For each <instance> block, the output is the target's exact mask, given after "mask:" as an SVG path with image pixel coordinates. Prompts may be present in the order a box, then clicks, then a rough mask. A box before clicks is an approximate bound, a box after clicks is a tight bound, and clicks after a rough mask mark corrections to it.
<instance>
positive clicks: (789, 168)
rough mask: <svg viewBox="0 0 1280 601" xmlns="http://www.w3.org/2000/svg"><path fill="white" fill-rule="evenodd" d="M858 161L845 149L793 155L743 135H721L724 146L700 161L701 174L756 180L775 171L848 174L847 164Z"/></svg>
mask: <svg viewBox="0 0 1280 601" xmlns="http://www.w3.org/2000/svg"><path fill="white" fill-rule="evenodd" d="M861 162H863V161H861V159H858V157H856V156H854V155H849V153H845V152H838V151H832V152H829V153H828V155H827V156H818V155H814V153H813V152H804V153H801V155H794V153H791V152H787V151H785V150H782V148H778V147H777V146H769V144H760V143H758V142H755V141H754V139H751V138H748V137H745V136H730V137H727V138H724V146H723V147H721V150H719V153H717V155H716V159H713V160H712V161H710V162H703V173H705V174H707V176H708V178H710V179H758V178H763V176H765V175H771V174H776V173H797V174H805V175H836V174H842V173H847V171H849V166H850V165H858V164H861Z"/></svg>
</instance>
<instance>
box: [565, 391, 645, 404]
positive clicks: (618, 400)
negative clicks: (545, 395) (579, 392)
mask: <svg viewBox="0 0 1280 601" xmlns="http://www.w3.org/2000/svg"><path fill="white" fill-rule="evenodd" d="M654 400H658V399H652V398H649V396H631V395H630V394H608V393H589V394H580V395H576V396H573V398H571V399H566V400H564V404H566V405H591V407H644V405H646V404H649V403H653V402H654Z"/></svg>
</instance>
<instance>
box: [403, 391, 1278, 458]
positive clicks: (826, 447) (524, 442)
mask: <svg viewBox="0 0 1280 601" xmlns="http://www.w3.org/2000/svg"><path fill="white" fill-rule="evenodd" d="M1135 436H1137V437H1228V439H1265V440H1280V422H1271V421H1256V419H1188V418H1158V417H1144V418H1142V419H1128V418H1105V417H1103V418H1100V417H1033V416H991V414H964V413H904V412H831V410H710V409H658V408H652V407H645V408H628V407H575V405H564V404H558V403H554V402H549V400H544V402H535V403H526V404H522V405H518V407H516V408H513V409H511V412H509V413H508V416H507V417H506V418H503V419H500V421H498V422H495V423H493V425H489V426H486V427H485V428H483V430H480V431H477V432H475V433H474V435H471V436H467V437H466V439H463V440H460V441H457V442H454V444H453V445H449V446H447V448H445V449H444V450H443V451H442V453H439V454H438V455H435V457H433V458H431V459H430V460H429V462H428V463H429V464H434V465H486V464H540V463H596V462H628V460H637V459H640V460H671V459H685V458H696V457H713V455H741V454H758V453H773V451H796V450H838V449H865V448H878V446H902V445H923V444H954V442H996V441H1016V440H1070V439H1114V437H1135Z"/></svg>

> _PROBLEM_:
The full set of entries should be copied out exactly as given.

> _EXPECTED ANSWER_:
For each <instance> block, the output is the target's exact mask, given after "mask:" as an SVG path with image pixel coordinates. Prompts may be present in the order a box, then clicks, then a rough mask. A box before clicks is an approximate bound, a box after clicks is a tight bound, and clicks after a rough mask mark corrections to it.
<instance>
positive clicks: (789, 168)
rough mask: <svg viewBox="0 0 1280 601" xmlns="http://www.w3.org/2000/svg"><path fill="white" fill-rule="evenodd" d="M858 161L845 149L793 155L743 135H721L724 146L700 161L701 174L756 180L775 171L848 174L847 164Z"/></svg>
mask: <svg viewBox="0 0 1280 601" xmlns="http://www.w3.org/2000/svg"><path fill="white" fill-rule="evenodd" d="M861 162H863V161H861V159H858V157H856V156H854V155H849V153H845V152H838V151H832V152H829V153H828V155H827V156H818V155H814V153H813V152H804V153H801V155H794V153H791V152H787V151H785V150H782V148H778V147H777V146H769V144H760V143H758V142H755V141H754V139H751V138H748V137H745V136H730V137H727V138H724V146H723V147H721V150H719V153H717V155H716V159H713V160H712V161H710V162H703V173H705V174H707V176H708V178H710V179H758V178H763V176H765V175H771V174H776V173H797V174H805V175H836V174H842V173H847V171H849V166H850V165H858V164H861Z"/></svg>
</instance>
<instance>
box: [565, 391, 645, 404]
positive clicks: (618, 400)
negative clicks: (545, 395) (579, 392)
mask: <svg viewBox="0 0 1280 601" xmlns="http://www.w3.org/2000/svg"><path fill="white" fill-rule="evenodd" d="M654 400H658V399H652V398H649V396H631V395H630V394H608V393H589V394H580V395H576V396H573V398H571V399H566V400H564V404H566V405H591V407H644V405H646V404H649V403H653V402H654Z"/></svg>
</instance>
<instance>
box: [403, 391, 1278, 458]
positive clicks: (826, 447) (524, 442)
mask: <svg viewBox="0 0 1280 601" xmlns="http://www.w3.org/2000/svg"><path fill="white" fill-rule="evenodd" d="M1135 436H1137V437H1228V439H1265V440H1280V422H1271V421H1256V419H1188V418H1158V417H1144V418H1142V419H1128V418H1105V417H1103V418H1100V417H1033V416H991V414H964V413H904V412H831V410H710V409H658V408H652V407H645V408H628V407H575V405H564V404H558V403H554V402H549V400H544V402H535V403H526V404H522V405H518V407H516V408H513V409H511V412H509V413H508V416H507V417H506V418H503V419H500V421H498V422H495V423H493V425H489V426H486V427H485V428H483V430H480V431H477V432H475V433H474V435H471V436H467V437H466V439H463V440H460V441H457V442H454V444H453V445H449V446H447V448H445V449H444V450H443V451H442V453H439V454H438V455H435V457H433V458H431V459H430V460H429V462H428V463H429V464H434V465H486V464H540V463H596V462H628V460H637V459H640V460H671V459H685V458H696V457H713V455H741V454H758V453H773V451H796V450H838V449H865V448H878V446H902V445H923V444H954V442H996V441H1016V440H1070V439H1114V437H1135Z"/></svg>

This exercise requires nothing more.